Task to complete –
Extract the lines of the data starting at the line containing "Query: <item>open meadow</item>" and ending at the line containing "Mark the region of every instance of the <item>open", both included, and repeat them without any change.

Given information –
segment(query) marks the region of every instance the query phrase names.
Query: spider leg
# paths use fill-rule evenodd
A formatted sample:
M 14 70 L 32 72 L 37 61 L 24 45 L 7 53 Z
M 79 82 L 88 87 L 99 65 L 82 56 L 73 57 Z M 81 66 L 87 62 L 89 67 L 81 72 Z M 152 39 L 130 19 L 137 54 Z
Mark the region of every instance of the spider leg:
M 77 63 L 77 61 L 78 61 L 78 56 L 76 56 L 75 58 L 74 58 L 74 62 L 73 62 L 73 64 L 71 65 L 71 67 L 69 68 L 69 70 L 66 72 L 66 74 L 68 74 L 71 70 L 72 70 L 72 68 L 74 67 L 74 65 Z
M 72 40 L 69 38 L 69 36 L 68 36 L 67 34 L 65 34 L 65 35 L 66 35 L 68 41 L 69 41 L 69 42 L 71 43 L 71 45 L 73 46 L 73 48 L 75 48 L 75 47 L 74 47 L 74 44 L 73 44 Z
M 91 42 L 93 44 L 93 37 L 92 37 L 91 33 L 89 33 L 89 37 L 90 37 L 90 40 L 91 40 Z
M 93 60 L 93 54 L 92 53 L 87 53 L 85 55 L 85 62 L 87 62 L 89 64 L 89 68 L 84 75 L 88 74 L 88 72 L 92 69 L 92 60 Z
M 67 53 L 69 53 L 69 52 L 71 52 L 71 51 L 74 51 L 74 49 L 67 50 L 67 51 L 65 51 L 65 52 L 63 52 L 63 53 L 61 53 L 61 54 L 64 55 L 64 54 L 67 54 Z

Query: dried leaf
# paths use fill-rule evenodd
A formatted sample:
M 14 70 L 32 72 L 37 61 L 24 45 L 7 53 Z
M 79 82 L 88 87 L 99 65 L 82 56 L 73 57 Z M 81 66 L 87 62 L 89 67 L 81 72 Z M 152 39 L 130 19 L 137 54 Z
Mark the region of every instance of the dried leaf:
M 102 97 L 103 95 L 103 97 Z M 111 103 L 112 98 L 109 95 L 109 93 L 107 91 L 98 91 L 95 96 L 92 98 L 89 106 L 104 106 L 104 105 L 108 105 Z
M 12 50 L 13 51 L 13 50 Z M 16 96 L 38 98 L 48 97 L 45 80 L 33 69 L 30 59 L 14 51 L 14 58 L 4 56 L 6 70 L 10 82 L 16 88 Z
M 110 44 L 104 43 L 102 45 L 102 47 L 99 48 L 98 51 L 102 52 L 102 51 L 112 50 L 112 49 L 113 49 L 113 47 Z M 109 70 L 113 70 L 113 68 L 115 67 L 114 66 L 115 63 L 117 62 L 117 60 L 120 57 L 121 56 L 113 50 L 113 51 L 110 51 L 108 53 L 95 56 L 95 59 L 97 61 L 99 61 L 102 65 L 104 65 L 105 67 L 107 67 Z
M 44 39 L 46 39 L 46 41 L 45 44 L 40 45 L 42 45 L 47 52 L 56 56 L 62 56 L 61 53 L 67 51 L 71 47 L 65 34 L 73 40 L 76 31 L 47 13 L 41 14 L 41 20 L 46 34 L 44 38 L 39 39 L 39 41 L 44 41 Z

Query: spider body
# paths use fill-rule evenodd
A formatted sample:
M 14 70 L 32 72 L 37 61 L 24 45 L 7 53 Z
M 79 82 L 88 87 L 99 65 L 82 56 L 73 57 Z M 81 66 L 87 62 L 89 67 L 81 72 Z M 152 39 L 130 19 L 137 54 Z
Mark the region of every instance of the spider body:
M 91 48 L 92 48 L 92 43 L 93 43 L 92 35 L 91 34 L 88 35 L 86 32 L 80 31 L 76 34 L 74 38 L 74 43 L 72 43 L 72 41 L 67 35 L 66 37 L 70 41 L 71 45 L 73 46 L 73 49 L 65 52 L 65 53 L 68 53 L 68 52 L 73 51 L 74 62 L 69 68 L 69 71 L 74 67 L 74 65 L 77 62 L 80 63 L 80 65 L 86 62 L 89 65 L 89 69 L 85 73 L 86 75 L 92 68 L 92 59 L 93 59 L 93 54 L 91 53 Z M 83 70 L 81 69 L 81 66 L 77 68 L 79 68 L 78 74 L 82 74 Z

---

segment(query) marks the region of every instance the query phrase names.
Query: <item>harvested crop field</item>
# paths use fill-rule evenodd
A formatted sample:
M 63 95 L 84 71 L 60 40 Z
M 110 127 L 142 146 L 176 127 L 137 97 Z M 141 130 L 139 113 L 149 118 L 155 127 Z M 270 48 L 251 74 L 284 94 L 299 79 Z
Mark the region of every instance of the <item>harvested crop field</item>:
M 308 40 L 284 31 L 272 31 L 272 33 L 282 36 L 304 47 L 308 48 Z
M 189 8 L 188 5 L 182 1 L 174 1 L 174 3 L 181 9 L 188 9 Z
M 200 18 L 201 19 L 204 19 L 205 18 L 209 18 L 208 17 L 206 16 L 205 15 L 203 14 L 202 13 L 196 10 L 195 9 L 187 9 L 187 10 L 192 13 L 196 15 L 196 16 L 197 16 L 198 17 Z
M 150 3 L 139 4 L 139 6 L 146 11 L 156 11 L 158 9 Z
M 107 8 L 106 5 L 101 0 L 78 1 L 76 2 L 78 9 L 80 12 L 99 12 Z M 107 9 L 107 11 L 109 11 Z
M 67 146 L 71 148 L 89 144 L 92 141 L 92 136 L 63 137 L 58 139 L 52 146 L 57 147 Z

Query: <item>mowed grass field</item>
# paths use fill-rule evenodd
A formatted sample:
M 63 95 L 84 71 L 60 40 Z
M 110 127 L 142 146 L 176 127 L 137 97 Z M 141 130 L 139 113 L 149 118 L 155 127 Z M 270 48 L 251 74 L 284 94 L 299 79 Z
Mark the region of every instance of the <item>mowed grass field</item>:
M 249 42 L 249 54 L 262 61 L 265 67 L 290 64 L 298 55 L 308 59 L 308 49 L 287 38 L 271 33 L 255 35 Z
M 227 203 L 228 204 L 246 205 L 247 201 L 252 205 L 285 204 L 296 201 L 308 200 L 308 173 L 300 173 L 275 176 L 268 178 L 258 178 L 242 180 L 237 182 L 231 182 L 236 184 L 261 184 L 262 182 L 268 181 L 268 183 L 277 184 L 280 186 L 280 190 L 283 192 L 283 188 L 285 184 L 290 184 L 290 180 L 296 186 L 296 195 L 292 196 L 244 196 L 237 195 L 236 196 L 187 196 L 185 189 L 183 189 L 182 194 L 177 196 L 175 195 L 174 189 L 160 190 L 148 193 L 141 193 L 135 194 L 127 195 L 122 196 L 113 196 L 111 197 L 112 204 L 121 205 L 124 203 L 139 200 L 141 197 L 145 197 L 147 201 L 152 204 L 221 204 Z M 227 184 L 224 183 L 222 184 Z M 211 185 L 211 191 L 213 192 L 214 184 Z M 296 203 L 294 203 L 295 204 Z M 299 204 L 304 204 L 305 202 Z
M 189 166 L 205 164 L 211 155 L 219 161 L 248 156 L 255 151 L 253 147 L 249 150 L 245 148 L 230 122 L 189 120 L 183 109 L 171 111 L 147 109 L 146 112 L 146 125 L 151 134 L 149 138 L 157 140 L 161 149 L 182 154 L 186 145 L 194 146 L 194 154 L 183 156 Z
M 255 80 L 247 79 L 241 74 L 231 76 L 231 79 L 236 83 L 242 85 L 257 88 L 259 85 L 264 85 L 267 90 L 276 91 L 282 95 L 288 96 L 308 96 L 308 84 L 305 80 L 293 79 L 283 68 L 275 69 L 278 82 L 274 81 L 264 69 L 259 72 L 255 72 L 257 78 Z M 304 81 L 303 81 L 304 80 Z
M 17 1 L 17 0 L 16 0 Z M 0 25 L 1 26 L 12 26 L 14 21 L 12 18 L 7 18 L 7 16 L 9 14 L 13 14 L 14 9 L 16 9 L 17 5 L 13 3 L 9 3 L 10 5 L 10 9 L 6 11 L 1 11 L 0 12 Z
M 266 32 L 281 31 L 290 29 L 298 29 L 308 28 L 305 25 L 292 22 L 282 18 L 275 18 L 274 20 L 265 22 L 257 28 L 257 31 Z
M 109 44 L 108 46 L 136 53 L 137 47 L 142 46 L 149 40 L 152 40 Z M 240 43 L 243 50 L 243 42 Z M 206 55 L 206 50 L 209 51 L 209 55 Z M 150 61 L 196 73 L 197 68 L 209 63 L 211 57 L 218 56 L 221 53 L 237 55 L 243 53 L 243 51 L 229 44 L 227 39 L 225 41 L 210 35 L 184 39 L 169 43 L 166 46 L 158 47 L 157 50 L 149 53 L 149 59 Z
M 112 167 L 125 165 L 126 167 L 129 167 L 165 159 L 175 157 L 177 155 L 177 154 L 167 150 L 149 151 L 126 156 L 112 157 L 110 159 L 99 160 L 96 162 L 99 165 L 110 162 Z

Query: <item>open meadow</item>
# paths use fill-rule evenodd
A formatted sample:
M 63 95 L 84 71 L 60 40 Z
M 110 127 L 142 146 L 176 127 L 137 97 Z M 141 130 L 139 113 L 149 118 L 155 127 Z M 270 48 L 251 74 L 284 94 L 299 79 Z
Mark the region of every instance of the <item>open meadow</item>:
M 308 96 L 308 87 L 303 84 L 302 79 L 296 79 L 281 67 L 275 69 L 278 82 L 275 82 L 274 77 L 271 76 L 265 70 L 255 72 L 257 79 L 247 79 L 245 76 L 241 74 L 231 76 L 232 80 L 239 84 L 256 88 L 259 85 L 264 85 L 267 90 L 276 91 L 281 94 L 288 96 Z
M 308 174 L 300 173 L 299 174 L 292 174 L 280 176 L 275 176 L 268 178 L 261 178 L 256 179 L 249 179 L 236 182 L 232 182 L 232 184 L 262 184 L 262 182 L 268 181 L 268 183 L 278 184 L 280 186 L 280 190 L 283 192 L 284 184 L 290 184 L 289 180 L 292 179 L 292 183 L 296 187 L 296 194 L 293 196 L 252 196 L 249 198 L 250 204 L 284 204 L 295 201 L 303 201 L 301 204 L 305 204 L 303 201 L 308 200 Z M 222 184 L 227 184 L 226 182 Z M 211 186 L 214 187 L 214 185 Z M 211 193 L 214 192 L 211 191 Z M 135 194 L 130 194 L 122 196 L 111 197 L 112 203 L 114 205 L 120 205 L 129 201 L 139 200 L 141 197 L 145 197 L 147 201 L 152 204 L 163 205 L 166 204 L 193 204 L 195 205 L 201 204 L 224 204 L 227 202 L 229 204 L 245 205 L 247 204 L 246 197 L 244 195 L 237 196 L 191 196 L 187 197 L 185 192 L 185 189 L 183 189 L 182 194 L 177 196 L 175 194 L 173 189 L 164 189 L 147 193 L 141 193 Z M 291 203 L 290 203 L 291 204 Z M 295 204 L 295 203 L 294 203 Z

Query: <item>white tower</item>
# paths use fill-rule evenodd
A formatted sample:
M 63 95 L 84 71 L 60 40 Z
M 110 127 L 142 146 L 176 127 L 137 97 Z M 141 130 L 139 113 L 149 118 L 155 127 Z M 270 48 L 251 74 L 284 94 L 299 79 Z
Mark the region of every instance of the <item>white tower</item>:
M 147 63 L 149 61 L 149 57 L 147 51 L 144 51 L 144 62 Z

...

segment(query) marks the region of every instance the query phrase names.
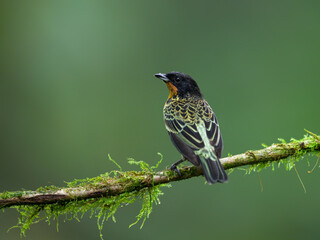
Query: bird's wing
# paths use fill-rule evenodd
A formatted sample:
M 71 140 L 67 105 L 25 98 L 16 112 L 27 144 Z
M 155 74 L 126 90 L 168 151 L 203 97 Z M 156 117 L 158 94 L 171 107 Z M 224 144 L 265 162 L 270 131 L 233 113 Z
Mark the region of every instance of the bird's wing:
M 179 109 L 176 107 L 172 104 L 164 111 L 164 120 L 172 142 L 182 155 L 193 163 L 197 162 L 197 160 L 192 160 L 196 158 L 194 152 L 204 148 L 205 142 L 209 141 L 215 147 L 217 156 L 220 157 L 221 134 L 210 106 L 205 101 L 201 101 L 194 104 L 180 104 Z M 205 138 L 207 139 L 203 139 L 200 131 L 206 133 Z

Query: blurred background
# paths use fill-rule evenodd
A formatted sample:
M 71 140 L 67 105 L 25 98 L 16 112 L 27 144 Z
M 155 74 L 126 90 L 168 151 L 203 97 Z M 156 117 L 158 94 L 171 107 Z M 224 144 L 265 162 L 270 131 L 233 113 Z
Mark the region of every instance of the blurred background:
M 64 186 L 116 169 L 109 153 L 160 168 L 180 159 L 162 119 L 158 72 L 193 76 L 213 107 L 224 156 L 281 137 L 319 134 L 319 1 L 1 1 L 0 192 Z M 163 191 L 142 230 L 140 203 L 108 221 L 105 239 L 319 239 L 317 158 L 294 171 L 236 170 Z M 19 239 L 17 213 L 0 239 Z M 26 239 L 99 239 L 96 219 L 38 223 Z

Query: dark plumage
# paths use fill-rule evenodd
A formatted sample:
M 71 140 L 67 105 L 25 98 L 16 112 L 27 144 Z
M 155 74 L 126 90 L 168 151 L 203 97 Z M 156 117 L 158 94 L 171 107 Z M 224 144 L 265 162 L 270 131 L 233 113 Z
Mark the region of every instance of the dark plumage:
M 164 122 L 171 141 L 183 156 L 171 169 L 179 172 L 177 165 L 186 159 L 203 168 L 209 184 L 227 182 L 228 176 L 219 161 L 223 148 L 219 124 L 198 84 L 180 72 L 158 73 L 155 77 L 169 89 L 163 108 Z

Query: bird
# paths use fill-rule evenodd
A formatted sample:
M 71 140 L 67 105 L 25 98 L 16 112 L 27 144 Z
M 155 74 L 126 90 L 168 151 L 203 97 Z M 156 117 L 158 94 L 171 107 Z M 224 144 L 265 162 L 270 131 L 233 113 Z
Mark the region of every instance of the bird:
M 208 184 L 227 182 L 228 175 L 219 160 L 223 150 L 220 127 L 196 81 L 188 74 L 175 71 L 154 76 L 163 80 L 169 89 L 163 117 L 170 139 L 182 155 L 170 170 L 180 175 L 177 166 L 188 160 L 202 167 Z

Written answer –
Query: <item>open meadow</item>
# paths use fill-rule evenodd
A formatted sample:
M 63 95 L 84 71 L 60 40 Z
M 110 127 L 142 146 L 176 127 L 137 97 Z M 141 130 L 139 113 L 149 118 L 155 127 Z M 270 48 L 251 74 L 284 94 L 299 79 Z
Mark the region of every instance of the <item>open meadow</item>:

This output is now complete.